TRAVAIL À FAIRE ▸
**1)** Dites si chacune de ces affirmations s'accorde avec le texte sur Baptiste ROUX. Pour chacune, répondez par oui ou par non et citez mot pour mot le passage qui tranche.
(a) Baptiste ROUX a été accueilli en résidence de novembre 1994 à janvier 1995.
(b) Baptiste ROUX vit et travaille à Paris.
(c) Baptiste ROUX répand de la résine colorée à l'aide d'un ventilateur.
**2)** Dans le texte sur Baptiste ROUX, reprenez sous forme de liste le paragraphe qui commence par « C’est l’énergie du vagabondage », en gardant ses faits principaux.

TEXTE SOURCE ▸
::::
Baptiste ROUX


Artiste accueilli en résidence de novembre 1994 à janvier 1995, Baptiste ROUX est né en 1970.
Il vit et travaille à Nice.

Comme un géologue

La peinture comme paysage complexe de divergences, de dénégations et de précarités présente un lacis de chemins trop dense pour qu’on puisse le parcourir de bout en bout, trop serré pour qu’on puisse toujours éviter de revenir sur ses pas.
Ce paysage-là ignore les chemins rectilignes. Il multiplie les bifurcations, les perspectives et donc les aventures. S’engager dans son réseau surchargé de circulations et d’interférences consiste d’abord à choisir un mode d’exploration : par induction ou par déduction, par le biais de la pratique ou de la théorie, de manière empirique ou par à priori, selon un exigence analytique ou une optique synthétique, avec scepticisme ou avec conviction. Baptiste ROUX prend le contre-pied des organisations stratégiques de ces choix.
C’est l’énergie du vagabondage qui pour lui est évidente, la pérégrination non pas définie, canalisée, estampillée mais ouverte, active et plurielle au contraire. Il opère avec une curieuse aisance, productive et impertinente, et conjugue un tempérament clairement joueur et un certain intérêt pour la réflexion critique. Baptiste ROUX se confronte ainsi à la violence de la signalétique urbaine et à la sensibilité sociale de l’abstraction, à la manipulation médiatique, à la photographie détournée et à dimension organique d’une expansion picturale. Il utilise de la résine colorée répandue sur un contreplaqué à l’aide d’un ventilateur, recouvre de mousse de polyuréthanne des objets et des tableaux, fabrique des moules à peinture en silicone, rectifie les portraits de Lénine, Staline ou Hitler. Baptiste ROUX approche la peinture un peu à la façon d’un géologue. Il évalue le degré de résistance des « roches primordiales », l’intensité de l’érosion, les aplanissements consécutifs. Il dégage des plates-formes topographiques, déblaie des strates, étudie les fissures, les zones de faiblesse, les écorces sédimentaires et le processus cyclique qui oppose ou assemble des forces internes et externes dans une suite d’alternances sans fin. Son vagabondage ludique témoigne certes d’un enthousiasme mais c’est aussi un jeu pratiqué délibérément où se révèle une conscience permanente du risque de la confusion, tout en sachant que c’est dans l’expérience de ce danger que réside la possibilité d’étendre la perception des limites et du sens de la pratique picturale.
::::
LIGNES FOURNIES ▸

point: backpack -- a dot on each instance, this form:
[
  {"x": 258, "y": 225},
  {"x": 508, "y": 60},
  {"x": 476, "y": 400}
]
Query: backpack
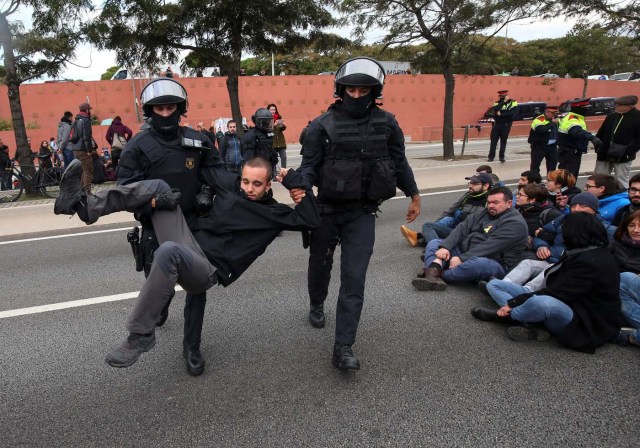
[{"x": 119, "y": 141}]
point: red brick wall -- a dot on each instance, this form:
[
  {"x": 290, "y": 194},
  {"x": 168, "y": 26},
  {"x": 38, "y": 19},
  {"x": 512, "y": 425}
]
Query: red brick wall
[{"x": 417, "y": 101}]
::::
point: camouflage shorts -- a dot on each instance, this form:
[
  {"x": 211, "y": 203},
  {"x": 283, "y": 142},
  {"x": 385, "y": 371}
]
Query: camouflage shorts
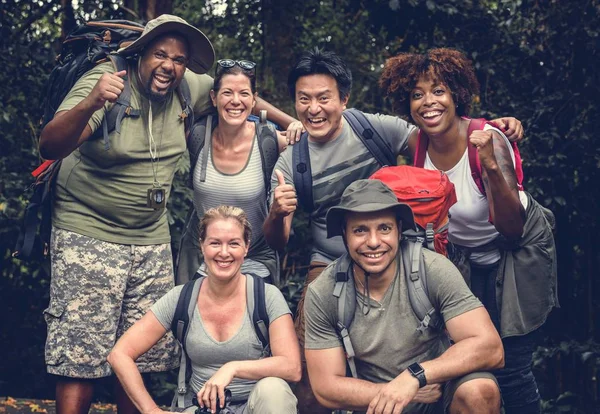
::::
CORRIGÉ ▸
**1)**
(a) Oui : « Artiste accueilli en résidence de novembre 1994 à janvier 1995 ».
(b) Non : « Il vit et travaille à Nice. »
(c) Oui : « Il utilise de la résine colorée répandue sur un contreplaqué à l’aide d’un ventilateur ».

**2)**
- Pour Baptiste ROUX, ce qui compte, c'est l'énergie du vagabondage : une errance ouverte, active et plurielle, et non définie ou canalisée.
- Il travaille avec aisance. Il mêle un goût clair pour le jeu et un intérêt pour la réflexion critique.
- Il se confronte à la violence de la signalétique urbaine, à la sensibilité sociale de l'abstraction, à la manipulation médiatique, à la photographie détournée et à l'expansion de la peinture.
- Ses moyens sont variés :
  - de la résine colorée répandue sur du contreplaqué avec un ventilateur ;
  - des objets et des tableaux couverts de mousse de polyuréthanne ;
  - des moules à peinture en silicone ;
  - des portraits retouchés de Lénine, Staline ou Hitler.
- Il aborde la peinture un peu comme un géologue. Il évalue la résistance des « roches primordiales » et l'érosion. Il étudie les strates, les fissures et le jeu sans fin entre forces internes et externes.
- Son jeu est délibéré et il a conscience du risque de confusion. C'est pourtant en vivant ce danger qu'il peut élargir la perception des limites et du sens de la peinture.